Stored entries
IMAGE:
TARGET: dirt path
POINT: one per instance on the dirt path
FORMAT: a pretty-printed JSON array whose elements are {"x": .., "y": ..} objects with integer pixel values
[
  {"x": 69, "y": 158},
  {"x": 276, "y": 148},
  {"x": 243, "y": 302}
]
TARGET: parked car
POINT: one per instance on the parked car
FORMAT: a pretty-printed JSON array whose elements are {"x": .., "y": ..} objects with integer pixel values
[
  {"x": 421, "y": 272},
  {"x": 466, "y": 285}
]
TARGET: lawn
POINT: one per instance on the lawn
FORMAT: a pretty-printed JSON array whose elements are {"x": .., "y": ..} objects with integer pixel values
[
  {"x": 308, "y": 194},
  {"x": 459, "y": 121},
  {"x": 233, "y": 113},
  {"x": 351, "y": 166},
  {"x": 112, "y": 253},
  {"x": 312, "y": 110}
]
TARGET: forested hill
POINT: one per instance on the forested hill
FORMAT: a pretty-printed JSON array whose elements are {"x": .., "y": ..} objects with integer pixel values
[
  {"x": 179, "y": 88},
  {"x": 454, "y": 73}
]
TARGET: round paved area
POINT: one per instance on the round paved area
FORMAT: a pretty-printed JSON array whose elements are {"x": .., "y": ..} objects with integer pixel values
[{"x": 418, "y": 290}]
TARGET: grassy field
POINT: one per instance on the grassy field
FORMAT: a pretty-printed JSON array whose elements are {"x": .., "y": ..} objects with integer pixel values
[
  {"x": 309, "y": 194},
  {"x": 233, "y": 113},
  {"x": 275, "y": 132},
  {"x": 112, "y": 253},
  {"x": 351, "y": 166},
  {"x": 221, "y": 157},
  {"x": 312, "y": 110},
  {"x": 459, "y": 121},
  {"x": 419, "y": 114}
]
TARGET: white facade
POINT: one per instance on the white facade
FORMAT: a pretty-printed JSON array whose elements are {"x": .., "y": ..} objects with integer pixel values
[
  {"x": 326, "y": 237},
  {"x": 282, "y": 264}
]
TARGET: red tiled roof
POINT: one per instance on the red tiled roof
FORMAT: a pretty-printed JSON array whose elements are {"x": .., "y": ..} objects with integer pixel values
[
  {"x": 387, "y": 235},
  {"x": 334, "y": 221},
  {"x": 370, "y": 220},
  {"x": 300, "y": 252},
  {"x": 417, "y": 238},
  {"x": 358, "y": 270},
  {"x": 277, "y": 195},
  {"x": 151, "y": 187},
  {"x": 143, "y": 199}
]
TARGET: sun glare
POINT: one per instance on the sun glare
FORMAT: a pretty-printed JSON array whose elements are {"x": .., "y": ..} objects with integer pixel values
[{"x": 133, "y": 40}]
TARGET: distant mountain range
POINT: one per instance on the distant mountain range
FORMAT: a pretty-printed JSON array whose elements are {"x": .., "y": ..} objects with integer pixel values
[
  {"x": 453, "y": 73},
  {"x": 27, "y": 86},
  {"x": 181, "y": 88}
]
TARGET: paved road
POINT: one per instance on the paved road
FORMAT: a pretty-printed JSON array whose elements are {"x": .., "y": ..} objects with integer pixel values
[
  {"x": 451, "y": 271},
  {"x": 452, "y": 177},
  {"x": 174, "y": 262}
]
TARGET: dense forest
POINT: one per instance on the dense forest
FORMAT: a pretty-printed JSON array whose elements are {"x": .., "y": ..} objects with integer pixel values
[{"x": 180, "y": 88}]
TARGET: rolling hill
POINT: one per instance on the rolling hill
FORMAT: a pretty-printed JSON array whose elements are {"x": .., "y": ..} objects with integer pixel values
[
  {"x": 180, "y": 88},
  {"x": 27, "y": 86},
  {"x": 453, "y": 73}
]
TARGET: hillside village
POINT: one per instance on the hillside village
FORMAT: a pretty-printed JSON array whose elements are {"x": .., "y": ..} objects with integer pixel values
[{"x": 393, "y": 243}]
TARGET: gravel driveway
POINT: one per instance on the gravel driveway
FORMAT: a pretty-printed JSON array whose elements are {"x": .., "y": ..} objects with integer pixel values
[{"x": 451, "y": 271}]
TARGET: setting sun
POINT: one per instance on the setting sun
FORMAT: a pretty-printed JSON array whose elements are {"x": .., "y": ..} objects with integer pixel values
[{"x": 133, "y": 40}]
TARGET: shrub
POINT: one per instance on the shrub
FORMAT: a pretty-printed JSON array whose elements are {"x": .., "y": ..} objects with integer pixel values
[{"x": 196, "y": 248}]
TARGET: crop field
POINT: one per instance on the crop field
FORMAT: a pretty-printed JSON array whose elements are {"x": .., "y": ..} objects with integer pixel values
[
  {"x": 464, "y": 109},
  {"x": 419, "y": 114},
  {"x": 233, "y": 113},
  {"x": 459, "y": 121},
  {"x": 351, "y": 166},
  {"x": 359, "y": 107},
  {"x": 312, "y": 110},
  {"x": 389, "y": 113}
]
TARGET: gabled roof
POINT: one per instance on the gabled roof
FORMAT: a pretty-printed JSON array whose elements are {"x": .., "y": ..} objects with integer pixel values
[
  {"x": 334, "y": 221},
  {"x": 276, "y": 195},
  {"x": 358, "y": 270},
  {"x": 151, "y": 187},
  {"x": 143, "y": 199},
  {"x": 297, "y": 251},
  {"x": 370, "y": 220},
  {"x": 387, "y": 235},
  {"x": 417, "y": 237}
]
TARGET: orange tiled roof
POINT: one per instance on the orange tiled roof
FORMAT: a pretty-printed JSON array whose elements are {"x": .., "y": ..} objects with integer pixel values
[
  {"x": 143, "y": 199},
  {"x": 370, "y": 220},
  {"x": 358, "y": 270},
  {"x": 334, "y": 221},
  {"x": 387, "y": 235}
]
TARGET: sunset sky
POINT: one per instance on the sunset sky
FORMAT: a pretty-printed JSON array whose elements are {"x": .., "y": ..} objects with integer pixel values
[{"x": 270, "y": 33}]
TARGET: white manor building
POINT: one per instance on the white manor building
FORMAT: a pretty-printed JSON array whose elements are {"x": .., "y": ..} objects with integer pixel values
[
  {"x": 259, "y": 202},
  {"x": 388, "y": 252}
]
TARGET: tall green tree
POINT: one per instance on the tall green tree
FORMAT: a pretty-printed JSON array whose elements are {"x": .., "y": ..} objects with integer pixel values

**To do**
Would you print exactly the lines from the first line of the entries above through the line that has "POINT: one per instance on the lawn", both included, and stop there?

**Written solution**
IMAGE:
TARGET: dirt path
POINT: one per instance on the dirt path
FORMAT: a pretty-printed JSON array whose elements are {"x": .., "y": ..} objects with integer pixel values
[
  {"x": 69, "y": 158},
  {"x": 276, "y": 148},
  {"x": 243, "y": 302}
]
TARGET: parked car
POINT: one per instance on the parked car
FORMAT: a pretty-printed JSON array whose elements are {"x": .., "y": ..} objects with integer pixel values
[
  {"x": 421, "y": 272},
  {"x": 466, "y": 285}
]
TARGET: lawn
POINT: one per instance on the lawn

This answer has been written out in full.